Foreign Reporting Voluntary Disclosure Initiative — Round Two
Taxpayers will now have a second chance to become compliant on foreign asset disclosure by August 31, 2011.
February 24, 2011
The Internal Revenue Service (IRS) announced recently that taxpayers will have a second chance to voluntarily disclose their foreign holdings in order to become compliant with foreign reporting requirements. The first initiative which expired in October of 2009 allowed more than 15,000 taxpayers to become compliant with information reporting requirements for foreign bank accounts and offshore assets. The new initiative — called the 2011 Offshore Voluntary Disclosure Initiative (OVDI) — includes some changes from the original 2009 Offshore Voluntary Disclosure Program (OVDP). The new penalty structure is higher than in the original program, providing no reward to those who waited to comply. There are, however, some additional favorable features in the new initiative.
There is a new penalty framework requiring payment of 25 percent of the amount in foreign bank accounts in the year with the highest aggregate account balance during the 2003 to 2010 time period covered under the voluntary disclosure. Some taxpayers may be eligible for a reduced 5 or 12.5 percent penalty. All participants must also pay back taxes and interest for up to eight years as well as any accuracy related or delinquency penalties. All original or amended tax returns and payment of all taxes, interest and accuracy related penalties must be remitted by the August 31, 2011 deadline.

===

> _YOUR TASKS_
- A) Rewrite the paragraph of the IRS disclosure article that begins "There is a new penalty framework" as a short bulleted list that keeps its main facts.
- B) According to the IRS disclosure article, how many taxpayers did the first initiative allow to become compliant?
- C) Please reproduce the part of the IRS disclosure article that starts at the words "There is a new" and ends after "31, 2011 deadline.".
The records below were taken from a different source.

(Part of a data file)
===

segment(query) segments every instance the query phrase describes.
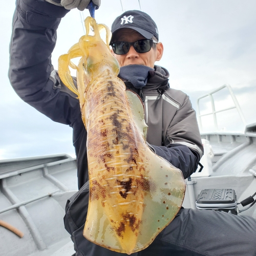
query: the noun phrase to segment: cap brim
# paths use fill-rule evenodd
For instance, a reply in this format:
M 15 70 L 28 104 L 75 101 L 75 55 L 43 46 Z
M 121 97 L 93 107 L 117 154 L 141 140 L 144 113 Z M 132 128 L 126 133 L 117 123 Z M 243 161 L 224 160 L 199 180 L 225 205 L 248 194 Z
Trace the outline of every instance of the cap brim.
M 115 30 L 112 33 L 112 35 L 114 35 L 116 32 L 118 31 L 120 29 L 125 29 L 125 28 L 128 28 L 128 29 L 133 29 L 134 30 L 136 30 L 137 32 L 138 32 L 140 34 L 142 35 L 146 39 L 152 39 L 153 37 L 154 36 L 154 35 L 152 33 L 149 32 L 148 31 L 146 31 L 146 30 L 144 30 L 144 29 L 139 28 L 136 28 L 135 27 L 132 27 L 132 26 L 125 26 L 125 27 L 123 27 L 122 28 L 119 28 L 117 29 L 116 30 Z M 113 35 L 112 35 L 113 37 Z M 110 40 L 110 42 L 112 42 L 112 38 L 111 38 L 111 40 Z

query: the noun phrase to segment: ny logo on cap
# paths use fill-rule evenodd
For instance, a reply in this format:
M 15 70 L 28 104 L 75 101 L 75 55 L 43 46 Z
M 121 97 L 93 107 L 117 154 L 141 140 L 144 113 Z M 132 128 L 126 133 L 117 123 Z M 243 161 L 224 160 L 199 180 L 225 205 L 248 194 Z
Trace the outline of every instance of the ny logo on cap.
M 130 23 L 133 23 L 133 18 L 134 18 L 133 16 L 129 15 L 128 17 L 126 16 L 124 16 L 122 18 L 121 18 L 121 25 L 122 25 L 123 24 L 123 22 L 124 22 L 124 24 L 127 24 L 129 22 Z

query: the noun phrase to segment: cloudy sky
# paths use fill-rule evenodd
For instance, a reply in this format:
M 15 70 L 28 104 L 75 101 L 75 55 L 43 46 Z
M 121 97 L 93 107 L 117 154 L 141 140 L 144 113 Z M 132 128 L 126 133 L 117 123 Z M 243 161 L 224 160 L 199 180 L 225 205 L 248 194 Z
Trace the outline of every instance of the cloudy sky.
M 98 23 L 111 26 L 123 11 L 141 9 L 158 27 L 164 47 L 157 64 L 169 71 L 170 86 L 197 99 L 223 84 L 233 89 L 246 123 L 256 122 L 256 1 L 255 0 L 102 0 L 96 11 Z M 0 159 L 66 153 L 75 156 L 72 129 L 54 123 L 21 100 L 7 77 L 8 48 L 15 1 L 0 9 Z M 81 19 L 88 10 L 70 12 L 58 30 L 53 62 L 57 68 L 65 53 L 83 33 Z M 217 110 L 233 105 L 227 90 L 214 95 Z M 200 101 L 201 114 L 209 100 Z M 203 118 L 209 129 L 210 116 Z M 218 114 L 219 129 L 243 131 L 234 110 Z

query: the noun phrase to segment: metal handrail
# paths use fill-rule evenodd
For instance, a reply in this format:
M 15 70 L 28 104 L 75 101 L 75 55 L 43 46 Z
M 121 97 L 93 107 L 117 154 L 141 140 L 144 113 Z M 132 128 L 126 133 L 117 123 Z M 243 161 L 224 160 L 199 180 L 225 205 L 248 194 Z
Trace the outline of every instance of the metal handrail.
M 214 93 L 219 92 L 219 91 L 222 90 L 224 88 L 227 88 L 229 92 L 229 94 L 232 98 L 232 99 L 233 100 L 233 102 L 234 102 L 234 106 L 231 106 L 230 108 L 227 108 L 225 109 L 223 109 L 221 110 L 219 110 L 217 111 L 215 109 L 215 105 L 214 103 L 214 99 L 212 97 L 212 94 Z M 211 112 L 210 112 L 207 114 L 204 114 L 201 115 L 200 114 L 200 109 L 199 107 L 199 100 L 200 99 L 202 99 L 203 98 L 205 98 L 206 97 L 209 97 L 210 100 L 211 102 Z M 245 121 L 245 119 L 244 117 L 244 115 L 243 114 L 243 112 L 242 112 L 242 110 L 240 108 L 240 105 L 239 105 L 239 103 L 237 99 L 237 98 L 236 97 L 236 96 L 234 95 L 233 91 L 232 90 L 232 88 L 231 88 L 229 84 L 224 84 L 219 88 L 218 88 L 217 89 L 216 89 L 207 94 L 205 94 L 202 96 L 200 97 L 197 99 L 197 116 L 198 117 L 198 122 L 199 122 L 199 128 L 200 129 L 200 131 L 202 130 L 202 119 L 201 119 L 201 117 L 204 116 L 207 116 L 209 115 L 212 115 L 213 118 L 214 118 L 214 126 L 215 129 L 216 130 L 218 131 L 218 122 L 217 122 L 217 116 L 216 114 L 219 112 L 222 112 L 223 111 L 226 111 L 227 110 L 231 110 L 233 109 L 236 109 L 238 111 L 238 114 L 239 114 L 239 116 L 242 120 L 242 121 L 243 122 L 243 124 L 244 125 L 246 125 L 246 122 Z

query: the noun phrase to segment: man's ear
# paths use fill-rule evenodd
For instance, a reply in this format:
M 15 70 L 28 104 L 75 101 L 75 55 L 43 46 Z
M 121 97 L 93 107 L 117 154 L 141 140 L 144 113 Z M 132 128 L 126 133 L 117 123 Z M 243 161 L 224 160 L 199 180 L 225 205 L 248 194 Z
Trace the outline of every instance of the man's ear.
M 163 44 L 160 42 L 157 44 L 156 51 L 157 52 L 157 57 L 156 60 L 160 60 L 162 58 L 163 53 Z

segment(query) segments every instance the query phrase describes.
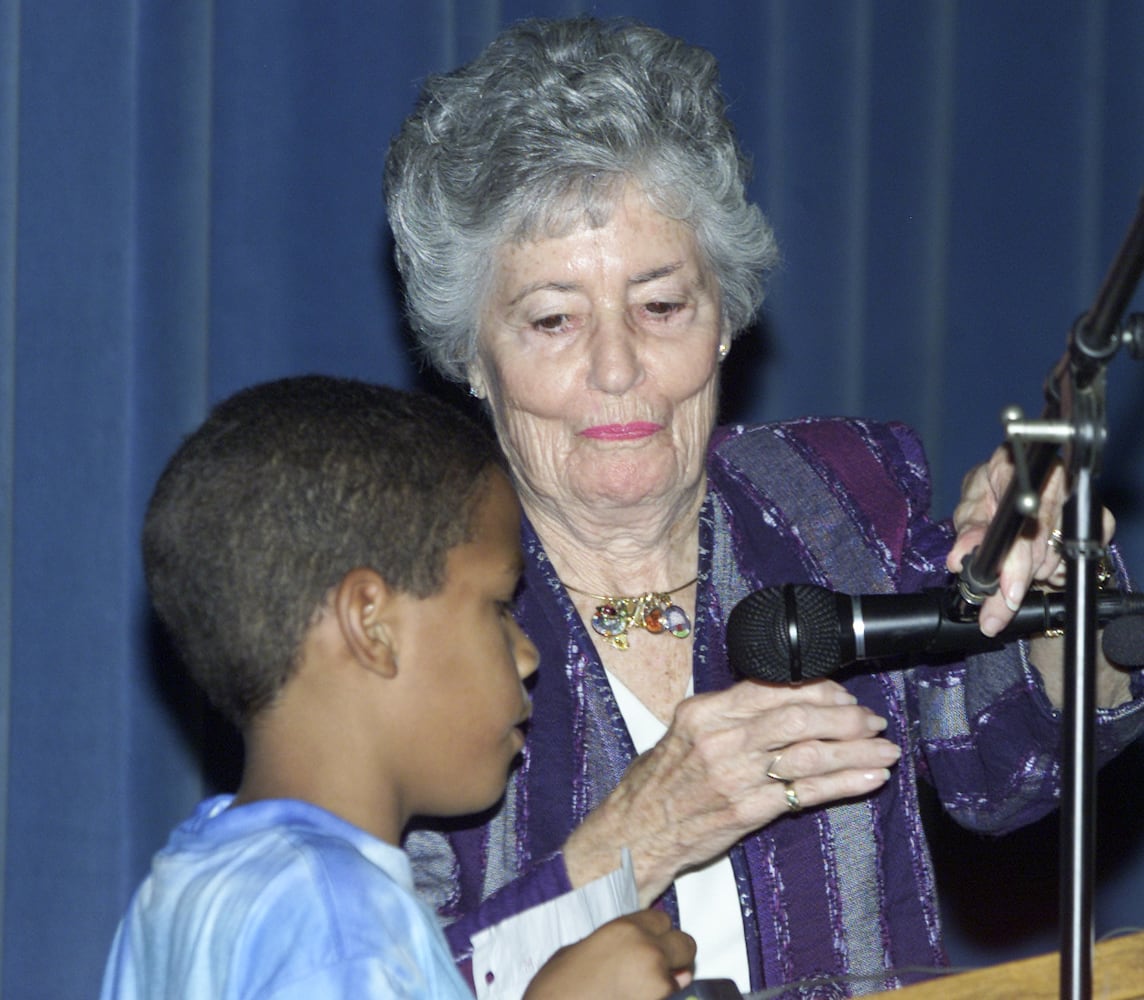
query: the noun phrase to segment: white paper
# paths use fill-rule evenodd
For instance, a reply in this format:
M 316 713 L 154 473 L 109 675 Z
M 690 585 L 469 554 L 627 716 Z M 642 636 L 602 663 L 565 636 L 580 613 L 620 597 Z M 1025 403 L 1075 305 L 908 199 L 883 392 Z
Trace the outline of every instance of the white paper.
M 477 1000 L 521 1000 L 532 977 L 559 949 L 638 908 L 631 855 L 625 848 L 614 872 L 472 936 Z

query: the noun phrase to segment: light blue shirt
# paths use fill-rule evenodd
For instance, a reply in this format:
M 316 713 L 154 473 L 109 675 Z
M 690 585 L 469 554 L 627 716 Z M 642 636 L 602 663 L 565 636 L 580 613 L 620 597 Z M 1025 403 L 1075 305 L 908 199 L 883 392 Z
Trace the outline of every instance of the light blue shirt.
M 402 850 L 305 802 L 230 802 L 154 856 L 103 1000 L 472 1000 Z

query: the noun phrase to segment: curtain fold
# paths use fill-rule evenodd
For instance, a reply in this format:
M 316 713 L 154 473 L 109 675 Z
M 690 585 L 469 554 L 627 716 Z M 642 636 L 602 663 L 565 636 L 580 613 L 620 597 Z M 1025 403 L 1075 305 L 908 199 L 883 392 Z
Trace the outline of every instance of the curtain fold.
M 1135 0 L 0 0 L 3 995 L 93 995 L 151 854 L 233 780 L 146 608 L 162 463 L 283 374 L 453 395 L 402 326 L 387 142 L 427 73 L 588 8 L 720 58 L 784 256 L 729 419 L 905 420 L 947 513 L 1001 408 L 1039 412 L 1144 185 Z M 1137 576 L 1141 426 L 1118 358 L 1102 483 Z M 1144 923 L 1144 830 L 1109 791 L 1137 751 L 1102 783 L 1098 930 Z M 992 846 L 934 822 L 954 960 L 1055 949 L 1054 828 Z

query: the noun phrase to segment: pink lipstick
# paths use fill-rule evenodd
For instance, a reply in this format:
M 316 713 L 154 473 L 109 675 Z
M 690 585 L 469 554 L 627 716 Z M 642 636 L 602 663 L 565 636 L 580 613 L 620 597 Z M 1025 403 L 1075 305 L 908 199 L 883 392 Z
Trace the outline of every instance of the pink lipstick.
M 586 427 L 580 434 L 596 441 L 635 441 L 641 437 L 651 437 L 662 429 L 664 424 L 661 423 L 634 420 L 630 423 L 601 423 L 596 427 Z

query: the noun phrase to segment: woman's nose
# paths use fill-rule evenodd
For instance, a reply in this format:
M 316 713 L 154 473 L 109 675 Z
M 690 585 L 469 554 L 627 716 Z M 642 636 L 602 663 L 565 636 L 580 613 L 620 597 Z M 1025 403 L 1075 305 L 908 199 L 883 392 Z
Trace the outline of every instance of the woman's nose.
M 639 383 L 643 364 L 639 334 L 622 317 L 609 317 L 596 326 L 589 346 L 591 387 L 619 396 Z

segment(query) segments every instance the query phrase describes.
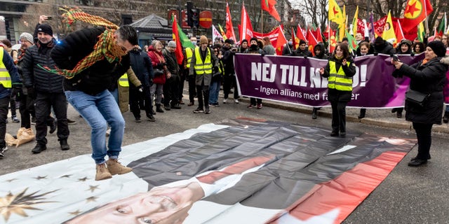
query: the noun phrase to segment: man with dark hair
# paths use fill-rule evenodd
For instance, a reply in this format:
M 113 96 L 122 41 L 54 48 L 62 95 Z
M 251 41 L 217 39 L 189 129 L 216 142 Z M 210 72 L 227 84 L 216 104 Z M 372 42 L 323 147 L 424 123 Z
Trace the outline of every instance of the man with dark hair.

===

> _ANSWERS FOR THIS EXERCISE_
- A)
- Penalty of 25 percent of the amount in foreign bank accounts, based on the year with the highest aggregate account balance from 2003 to 2010
- Reduced penalty of 5 or 12.5 percent for some eligible taxpayers
- All participants also pay back taxes and interest for up to eight years, plus any accuracy-related or delinquency penalties
- All original or amended returns and payment of all taxes, interest and accuracy-related penalties due by August 31, 2011

- B) More than 15,000 taxpayers.

- C)
There is a new penalty framework requiring payment of 25 percent of the amount in foreign bank accounts in the year with the highest aggregate account balance during the 2003 to 2010 time period covered under the voluntary disclosure. Some taxpayers may be eligible for a reduced 5 or 12.5 percent penalty. All participants must also pay back taxes and interest for up to eight years as well as any accuracy related or delinquency penalties. All original or amended tax returns and payment of all taxes, interest and accuracy related penalties must be remitted by the August 31, 2011 deadline.